=== Given task 1 ===
Decide whether each statement agrees with the blog post on Psalm 51, answering yes or no and quoting the words of the post that settle it: (a) A verse from Psalm 51 came up in that day's Sunday school discussion. (b) David saw Bathsheba bathing in the morning. (c) David made excuses when he was confronted with his sin.
=== Given task 2 ===
In the blog post on Psalm 51, what did David claim Uriah's death was?

Sunday, September 19, 2010

Those People

Against you, and you alone, have I sinned.”
                This verse from Psalm 51 was part of our Sunday school discussion today. David wrote this Psalm after being confronted about having committed adultery with Bathsheba and arranging to have her husband killed. We considered why David says that his sin is only against God, since others suffered the consequences of his sinful behavior.

                That’s an interesting question, and as I’ve mulled over it, I wonder if it’s easier for me to excuse my sinful behavior when it’s against another person rather than against God. Consider for a moment what David did. He saw Bathsheba taking a bath one afternoon, has her brought to the palace and then slept with her. He could have excused he behavior by saying she should not have been bathing in view of the palace, or that she should have refused to come to the palace or refused to sleep with him once she was there. At the time of Uriah’s death he offered an excuse, claiming it was a consequence of battle. But when David was confronted with his sin, he made no excuses, recognizing that it was sin against God.

=== Information supplied ===
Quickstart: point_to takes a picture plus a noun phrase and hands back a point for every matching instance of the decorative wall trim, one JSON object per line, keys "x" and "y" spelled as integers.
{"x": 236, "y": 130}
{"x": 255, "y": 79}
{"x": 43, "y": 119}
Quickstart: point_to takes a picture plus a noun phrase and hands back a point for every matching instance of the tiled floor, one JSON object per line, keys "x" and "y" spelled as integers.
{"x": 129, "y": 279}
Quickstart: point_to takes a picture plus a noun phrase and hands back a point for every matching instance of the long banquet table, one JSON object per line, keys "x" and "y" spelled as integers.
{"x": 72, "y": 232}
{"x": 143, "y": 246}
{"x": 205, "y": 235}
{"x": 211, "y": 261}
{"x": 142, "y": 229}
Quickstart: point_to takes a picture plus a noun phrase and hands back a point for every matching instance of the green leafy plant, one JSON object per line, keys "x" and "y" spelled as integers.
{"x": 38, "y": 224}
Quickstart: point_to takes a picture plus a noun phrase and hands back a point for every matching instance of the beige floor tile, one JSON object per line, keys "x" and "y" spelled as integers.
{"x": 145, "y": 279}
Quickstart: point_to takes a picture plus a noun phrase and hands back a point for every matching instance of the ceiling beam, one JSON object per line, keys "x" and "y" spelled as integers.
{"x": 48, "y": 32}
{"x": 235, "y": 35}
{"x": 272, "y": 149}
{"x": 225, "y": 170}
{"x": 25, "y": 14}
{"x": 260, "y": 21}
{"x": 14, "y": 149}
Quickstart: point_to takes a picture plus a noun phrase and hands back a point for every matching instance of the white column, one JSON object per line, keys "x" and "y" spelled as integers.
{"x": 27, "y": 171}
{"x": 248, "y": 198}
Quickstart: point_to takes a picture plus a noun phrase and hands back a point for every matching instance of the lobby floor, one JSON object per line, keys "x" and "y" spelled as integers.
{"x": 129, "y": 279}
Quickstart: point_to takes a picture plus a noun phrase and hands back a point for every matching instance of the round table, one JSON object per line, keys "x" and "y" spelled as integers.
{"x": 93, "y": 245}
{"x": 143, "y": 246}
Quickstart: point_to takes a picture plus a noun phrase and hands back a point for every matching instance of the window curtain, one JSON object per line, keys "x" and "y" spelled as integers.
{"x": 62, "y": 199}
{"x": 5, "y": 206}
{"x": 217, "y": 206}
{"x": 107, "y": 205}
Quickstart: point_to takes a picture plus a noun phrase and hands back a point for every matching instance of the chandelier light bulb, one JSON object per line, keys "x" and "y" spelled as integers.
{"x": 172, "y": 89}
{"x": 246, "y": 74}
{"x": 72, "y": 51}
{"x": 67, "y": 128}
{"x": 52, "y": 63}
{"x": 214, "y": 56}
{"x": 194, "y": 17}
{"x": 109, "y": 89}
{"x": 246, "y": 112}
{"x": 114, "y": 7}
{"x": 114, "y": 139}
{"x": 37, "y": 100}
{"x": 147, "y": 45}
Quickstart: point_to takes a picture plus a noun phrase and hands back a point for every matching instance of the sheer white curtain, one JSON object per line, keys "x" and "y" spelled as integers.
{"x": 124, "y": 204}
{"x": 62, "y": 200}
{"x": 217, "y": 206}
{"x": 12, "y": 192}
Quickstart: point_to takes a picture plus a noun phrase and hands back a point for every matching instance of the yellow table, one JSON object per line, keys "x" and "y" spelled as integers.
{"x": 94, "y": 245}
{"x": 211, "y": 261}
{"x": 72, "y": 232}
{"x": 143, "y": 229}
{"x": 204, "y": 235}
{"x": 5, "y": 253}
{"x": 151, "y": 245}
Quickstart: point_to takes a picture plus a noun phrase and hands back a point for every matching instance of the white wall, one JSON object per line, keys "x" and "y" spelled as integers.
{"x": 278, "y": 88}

=== Complete answer 1 ===
(a) Yes: "This verse from Psalm 51 was part of our Sunday school discussion today."
(b) No: "He saw Bathsheba taking a bath one afternoon"
(c) No: "But when David was confronted with his sin, he made no excuses, recognizing that it was sin against God."

=== Complete answer 2 ===
A consequence of battle.